▶ Work task:
Go through the listing and return every line with "beach" in it.

▶ Information given:
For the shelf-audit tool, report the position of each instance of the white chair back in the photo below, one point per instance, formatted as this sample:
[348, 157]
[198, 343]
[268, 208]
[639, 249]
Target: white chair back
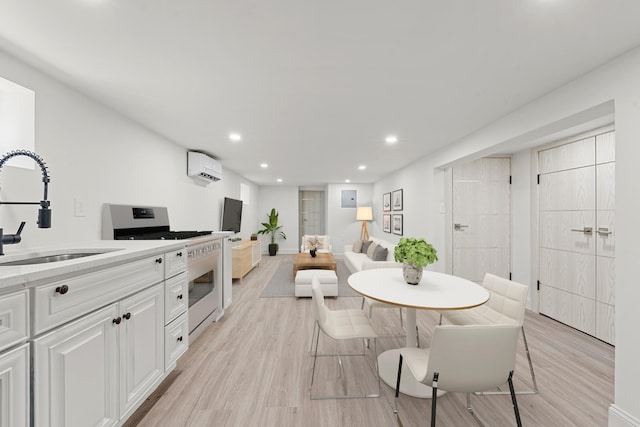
[472, 358]
[507, 297]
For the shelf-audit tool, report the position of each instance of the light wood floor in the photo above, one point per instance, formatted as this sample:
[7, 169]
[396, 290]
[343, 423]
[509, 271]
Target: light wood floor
[253, 368]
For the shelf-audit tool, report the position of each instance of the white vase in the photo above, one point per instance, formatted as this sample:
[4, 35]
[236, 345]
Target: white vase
[411, 273]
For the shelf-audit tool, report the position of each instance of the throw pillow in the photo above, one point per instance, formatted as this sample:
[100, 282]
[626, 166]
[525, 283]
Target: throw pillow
[371, 249]
[380, 254]
[365, 245]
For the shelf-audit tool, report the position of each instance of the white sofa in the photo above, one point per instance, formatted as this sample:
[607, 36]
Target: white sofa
[323, 240]
[360, 261]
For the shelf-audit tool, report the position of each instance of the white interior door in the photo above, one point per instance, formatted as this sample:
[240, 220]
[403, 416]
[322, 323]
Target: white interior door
[481, 212]
[576, 243]
[311, 211]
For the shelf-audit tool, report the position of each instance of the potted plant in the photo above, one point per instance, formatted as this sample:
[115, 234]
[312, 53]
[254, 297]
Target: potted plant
[415, 254]
[271, 227]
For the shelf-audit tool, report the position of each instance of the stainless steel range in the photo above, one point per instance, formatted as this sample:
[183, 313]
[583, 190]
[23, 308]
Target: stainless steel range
[204, 251]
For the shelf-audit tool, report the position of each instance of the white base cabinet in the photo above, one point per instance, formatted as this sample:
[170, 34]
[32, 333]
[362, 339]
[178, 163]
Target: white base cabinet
[76, 373]
[100, 368]
[14, 387]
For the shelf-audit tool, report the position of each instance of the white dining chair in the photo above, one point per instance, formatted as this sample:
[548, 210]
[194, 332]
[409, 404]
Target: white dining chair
[347, 324]
[506, 305]
[463, 359]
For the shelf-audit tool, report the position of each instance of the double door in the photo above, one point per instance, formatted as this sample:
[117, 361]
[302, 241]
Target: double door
[576, 207]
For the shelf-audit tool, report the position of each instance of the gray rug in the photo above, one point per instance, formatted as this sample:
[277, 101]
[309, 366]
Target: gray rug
[281, 284]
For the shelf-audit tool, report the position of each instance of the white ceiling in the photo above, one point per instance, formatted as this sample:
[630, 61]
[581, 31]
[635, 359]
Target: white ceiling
[315, 86]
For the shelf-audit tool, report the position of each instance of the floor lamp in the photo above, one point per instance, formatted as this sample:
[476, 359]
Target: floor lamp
[364, 214]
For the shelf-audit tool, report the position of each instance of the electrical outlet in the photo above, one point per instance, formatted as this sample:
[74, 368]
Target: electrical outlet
[78, 207]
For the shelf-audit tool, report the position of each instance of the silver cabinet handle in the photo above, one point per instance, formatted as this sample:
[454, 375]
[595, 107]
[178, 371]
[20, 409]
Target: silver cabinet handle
[604, 231]
[585, 230]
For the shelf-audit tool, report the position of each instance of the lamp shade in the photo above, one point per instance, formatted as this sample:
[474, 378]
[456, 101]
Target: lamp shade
[364, 213]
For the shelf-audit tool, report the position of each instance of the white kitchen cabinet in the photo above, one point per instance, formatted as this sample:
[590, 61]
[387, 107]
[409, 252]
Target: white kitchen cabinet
[100, 368]
[14, 387]
[141, 346]
[75, 374]
[14, 319]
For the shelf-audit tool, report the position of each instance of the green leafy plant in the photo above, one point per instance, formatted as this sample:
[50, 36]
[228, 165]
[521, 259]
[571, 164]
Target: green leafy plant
[415, 251]
[272, 228]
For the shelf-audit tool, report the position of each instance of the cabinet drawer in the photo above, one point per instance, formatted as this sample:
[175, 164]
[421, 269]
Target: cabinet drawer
[65, 300]
[176, 340]
[14, 319]
[175, 262]
[176, 296]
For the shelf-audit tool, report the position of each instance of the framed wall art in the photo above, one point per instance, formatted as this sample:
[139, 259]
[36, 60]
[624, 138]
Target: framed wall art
[397, 224]
[386, 223]
[396, 200]
[386, 202]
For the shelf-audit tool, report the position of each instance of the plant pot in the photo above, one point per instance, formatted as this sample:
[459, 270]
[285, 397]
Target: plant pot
[411, 273]
[273, 248]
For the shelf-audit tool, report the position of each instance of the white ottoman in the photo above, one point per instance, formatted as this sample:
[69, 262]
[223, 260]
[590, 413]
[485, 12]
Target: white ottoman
[328, 282]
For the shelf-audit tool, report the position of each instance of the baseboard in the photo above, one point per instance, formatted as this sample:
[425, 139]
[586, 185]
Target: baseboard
[620, 418]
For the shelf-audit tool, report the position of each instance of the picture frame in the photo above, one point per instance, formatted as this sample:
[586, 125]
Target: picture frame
[386, 202]
[397, 224]
[396, 200]
[386, 222]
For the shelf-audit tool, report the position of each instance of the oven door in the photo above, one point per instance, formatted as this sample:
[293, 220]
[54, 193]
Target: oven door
[205, 279]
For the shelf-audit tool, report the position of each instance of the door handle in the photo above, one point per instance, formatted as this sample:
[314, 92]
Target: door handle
[585, 230]
[604, 231]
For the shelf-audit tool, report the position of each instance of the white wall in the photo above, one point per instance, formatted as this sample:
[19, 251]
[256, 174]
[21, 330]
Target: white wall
[97, 156]
[589, 99]
[342, 225]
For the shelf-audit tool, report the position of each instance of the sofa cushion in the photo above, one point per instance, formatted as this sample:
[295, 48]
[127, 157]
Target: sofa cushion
[380, 254]
[371, 250]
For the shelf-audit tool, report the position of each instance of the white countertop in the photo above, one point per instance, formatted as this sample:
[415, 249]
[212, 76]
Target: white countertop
[119, 251]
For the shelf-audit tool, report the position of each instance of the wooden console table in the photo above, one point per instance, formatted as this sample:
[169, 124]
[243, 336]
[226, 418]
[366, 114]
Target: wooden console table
[244, 257]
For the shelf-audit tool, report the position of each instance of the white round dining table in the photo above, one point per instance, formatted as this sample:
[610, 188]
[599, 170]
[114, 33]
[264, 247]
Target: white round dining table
[436, 291]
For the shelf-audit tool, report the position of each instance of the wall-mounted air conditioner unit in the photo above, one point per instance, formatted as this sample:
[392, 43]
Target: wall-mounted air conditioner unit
[203, 167]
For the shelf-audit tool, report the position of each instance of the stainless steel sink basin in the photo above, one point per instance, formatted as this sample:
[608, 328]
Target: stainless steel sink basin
[44, 259]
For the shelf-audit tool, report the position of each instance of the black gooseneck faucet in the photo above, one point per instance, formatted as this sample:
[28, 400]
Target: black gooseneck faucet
[44, 213]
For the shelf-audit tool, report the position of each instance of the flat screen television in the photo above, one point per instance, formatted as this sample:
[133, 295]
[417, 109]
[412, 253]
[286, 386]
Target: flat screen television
[231, 215]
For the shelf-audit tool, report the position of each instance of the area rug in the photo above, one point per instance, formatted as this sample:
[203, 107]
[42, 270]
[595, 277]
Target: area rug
[282, 285]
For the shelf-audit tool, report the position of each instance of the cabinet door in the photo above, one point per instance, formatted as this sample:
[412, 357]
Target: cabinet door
[141, 346]
[14, 387]
[75, 373]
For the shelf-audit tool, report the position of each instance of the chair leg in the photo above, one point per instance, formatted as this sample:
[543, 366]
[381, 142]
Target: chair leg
[395, 401]
[534, 390]
[513, 399]
[533, 375]
[434, 398]
[315, 357]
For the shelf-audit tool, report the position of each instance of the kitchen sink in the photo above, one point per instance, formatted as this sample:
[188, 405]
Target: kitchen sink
[44, 259]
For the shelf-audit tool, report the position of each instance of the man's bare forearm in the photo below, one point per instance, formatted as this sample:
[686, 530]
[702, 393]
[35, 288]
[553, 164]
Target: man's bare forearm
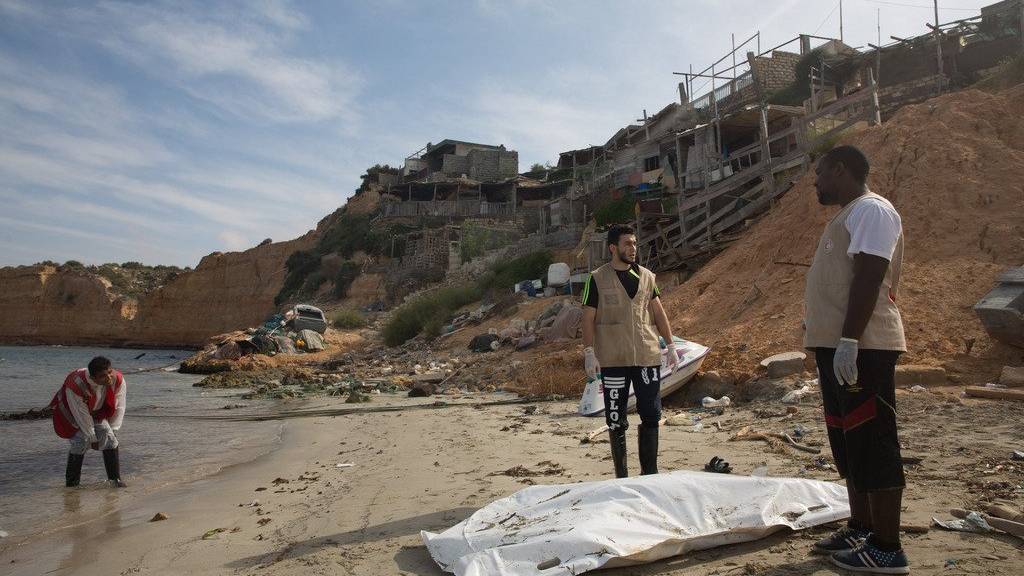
[589, 324]
[868, 272]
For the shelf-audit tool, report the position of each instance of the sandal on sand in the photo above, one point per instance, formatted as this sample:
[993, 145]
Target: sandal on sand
[718, 465]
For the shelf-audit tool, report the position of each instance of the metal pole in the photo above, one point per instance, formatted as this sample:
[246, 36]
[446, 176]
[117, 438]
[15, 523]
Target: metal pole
[733, 57]
[840, 21]
[938, 46]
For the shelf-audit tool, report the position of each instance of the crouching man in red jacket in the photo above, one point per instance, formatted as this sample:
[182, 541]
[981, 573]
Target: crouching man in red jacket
[87, 410]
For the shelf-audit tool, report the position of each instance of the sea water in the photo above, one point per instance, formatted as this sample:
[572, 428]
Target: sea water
[172, 434]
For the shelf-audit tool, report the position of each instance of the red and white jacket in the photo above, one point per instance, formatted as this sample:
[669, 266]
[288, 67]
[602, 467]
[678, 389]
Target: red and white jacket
[80, 403]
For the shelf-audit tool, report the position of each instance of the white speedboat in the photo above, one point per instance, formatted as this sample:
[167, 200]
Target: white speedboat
[691, 356]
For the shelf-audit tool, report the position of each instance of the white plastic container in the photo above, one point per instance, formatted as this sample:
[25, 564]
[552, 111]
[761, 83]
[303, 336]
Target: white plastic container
[558, 274]
[709, 402]
[794, 397]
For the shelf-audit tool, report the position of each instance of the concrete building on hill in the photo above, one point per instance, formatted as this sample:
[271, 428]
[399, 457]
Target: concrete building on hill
[457, 159]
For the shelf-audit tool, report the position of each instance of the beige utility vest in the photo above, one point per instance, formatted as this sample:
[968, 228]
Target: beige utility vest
[827, 291]
[625, 334]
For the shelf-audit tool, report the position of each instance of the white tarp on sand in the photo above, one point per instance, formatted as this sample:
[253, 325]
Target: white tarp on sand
[572, 528]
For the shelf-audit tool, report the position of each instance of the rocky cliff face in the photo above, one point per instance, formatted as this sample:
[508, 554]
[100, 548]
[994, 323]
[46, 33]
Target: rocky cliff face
[43, 305]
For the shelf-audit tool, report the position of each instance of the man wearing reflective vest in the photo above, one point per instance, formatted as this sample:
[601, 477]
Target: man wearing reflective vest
[855, 330]
[622, 309]
[87, 410]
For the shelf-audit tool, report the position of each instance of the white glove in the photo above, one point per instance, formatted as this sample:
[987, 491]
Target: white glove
[672, 356]
[845, 362]
[590, 363]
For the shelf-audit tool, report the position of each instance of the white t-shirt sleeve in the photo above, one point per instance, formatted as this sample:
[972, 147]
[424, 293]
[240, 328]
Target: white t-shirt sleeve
[875, 229]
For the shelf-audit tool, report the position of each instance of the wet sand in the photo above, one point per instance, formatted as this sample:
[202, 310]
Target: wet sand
[429, 468]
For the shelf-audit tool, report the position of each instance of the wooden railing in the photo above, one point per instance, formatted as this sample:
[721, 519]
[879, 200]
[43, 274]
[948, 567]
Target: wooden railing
[667, 240]
[449, 208]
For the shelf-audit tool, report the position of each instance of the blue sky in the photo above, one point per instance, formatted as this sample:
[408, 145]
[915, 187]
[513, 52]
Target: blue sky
[162, 131]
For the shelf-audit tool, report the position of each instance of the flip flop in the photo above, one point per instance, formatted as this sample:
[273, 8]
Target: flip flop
[718, 465]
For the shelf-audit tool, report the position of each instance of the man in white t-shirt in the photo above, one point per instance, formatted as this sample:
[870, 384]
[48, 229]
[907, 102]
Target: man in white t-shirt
[855, 330]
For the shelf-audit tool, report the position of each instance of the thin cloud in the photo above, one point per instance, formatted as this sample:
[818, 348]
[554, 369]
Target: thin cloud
[242, 68]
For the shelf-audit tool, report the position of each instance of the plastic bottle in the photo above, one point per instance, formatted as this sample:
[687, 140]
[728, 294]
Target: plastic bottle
[709, 402]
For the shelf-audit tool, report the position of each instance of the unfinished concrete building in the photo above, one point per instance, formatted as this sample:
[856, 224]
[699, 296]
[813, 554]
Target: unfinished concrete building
[457, 159]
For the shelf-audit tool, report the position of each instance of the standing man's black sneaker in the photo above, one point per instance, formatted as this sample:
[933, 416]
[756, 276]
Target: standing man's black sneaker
[870, 559]
[844, 539]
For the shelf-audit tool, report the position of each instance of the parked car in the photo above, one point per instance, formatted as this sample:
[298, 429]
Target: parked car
[305, 317]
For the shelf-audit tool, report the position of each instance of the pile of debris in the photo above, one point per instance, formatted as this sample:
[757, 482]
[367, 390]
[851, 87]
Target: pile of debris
[951, 166]
[299, 330]
[297, 382]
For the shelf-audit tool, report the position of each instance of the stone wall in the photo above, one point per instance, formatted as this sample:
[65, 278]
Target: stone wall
[455, 165]
[471, 271]
[482, 165]
[493, 165]
[893, 97]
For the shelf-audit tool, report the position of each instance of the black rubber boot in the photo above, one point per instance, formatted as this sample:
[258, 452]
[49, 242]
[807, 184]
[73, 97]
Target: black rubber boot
[617, 439]
[113, 464]
[648, 449]
[74, 472]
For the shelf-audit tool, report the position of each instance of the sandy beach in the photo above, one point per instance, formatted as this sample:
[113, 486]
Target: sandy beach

▶ Solved exercise:
For the shelf-audit tool, report the position of each instance of the sandy beach in the photo above, one point per instance, formatted as this sample:
Target: sandy beach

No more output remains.